Un estudio científico de 2009 dirigido por la bióloga Melanie Glocker, de la Universidad de Münster (Alemania), ha sido el primero en presentar pruebas sólidas de que los seres humanos experimentan una profunda reacción química en el cerebro cuando miran bebés. En concreto, despiertan una parte del cerebro medio denominada núcleo accumbens. "Es la parte más vieja del cerebro desde un punto de vista evolutivo implicada en el procesamiento de las recompensas", explica la bióloga.

Glocker es una científica y no puede admitirlo, pero sus experimentos han demostrado en gran medida que las monadas provocan adicción física. A nadie debería sorprender que los clips de bebés y animalitos sumen más de 1.000 millones de clics en YouTube. No se trata sólo de niños mirando cosas de niños: más del 80% de los que ven YouTube tiene 18 años o más, según un estudio demográfico del portal.

→ Datos proporcionados:
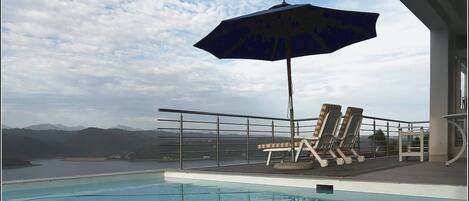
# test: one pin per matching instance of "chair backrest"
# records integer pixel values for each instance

→ Requisitos del ejercicio:
Transcriba de nuevo el pasaje del texto sobre la reacción del cerebro ante los bebés que comienza en "Glocker es una" y termina en "demográfico del portal.", cambiando "monadas" por "cosas tiernas".

→ Respuesta del ejercicio:
Glocker es una científica y no puede admitirlo, pero sus experimentos han demostrado en gran medida que las cosas tiernas provocan adicción física. A nadie debería sorprender que los clips de bebés y animalitos sumen más de 1.000 millones de clics en YouTube. No se trata sólo de niños mirando cosas de niños: más del 80% de los que ven YouTube tiene 18 años o más, según un estudio demográfico del portal.